Segment Start: Material for this task

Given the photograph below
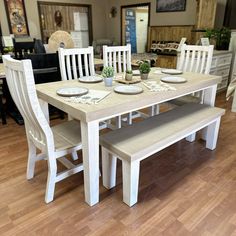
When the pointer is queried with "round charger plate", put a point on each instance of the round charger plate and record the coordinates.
(172, 71)
(173, 79)
(128, 89)
(72, 91)
(90, 79)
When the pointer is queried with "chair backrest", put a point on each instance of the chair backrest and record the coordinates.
(76, 60)
(194, 58)
(119, 57)
(20, 81)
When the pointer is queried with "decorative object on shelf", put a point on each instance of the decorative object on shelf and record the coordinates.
(60, 39)
(221, 36)
(113, 12)
(16, 15)
(144, 69)
(170, 5)
(58, 18)
(128, 75)
(108, 74)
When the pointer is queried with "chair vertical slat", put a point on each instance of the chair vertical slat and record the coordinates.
(68, 66)
(198, 61)
(80, 66)
(91, 64)
(86, 64)
(187, 61)
(74, 67)
(110, 59)
(192, 60)
(114, 62)
(124, 61)
(203, 62)
(119, 62)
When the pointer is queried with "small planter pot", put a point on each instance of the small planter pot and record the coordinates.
(128, 77)
(144, 76)
(108, 81)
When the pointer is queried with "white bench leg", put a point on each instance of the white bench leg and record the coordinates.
(108, 169)
(118, 122)
(191, 137)
(130, 172)
(51, 179)
(212, 134)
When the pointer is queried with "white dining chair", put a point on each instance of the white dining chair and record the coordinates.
(54, 142)
(76, 62)
(197, 59)
(119, 57)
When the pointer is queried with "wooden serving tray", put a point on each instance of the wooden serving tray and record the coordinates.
(135, 80)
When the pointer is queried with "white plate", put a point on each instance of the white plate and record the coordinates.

Segment End: Material for this task

Copy exactly the lines from the one containing "tray and record the coordinates." through the last line of the records, both included, and nothing else.

● Answer:
When the pointer is queried with "wooden serving tray", put a point on each instance of the wooden serving tray and record the coordinates.
(135, 80)
When the pointer is queried with "white plate", put a point on each instance of the white plate and record the coordinates.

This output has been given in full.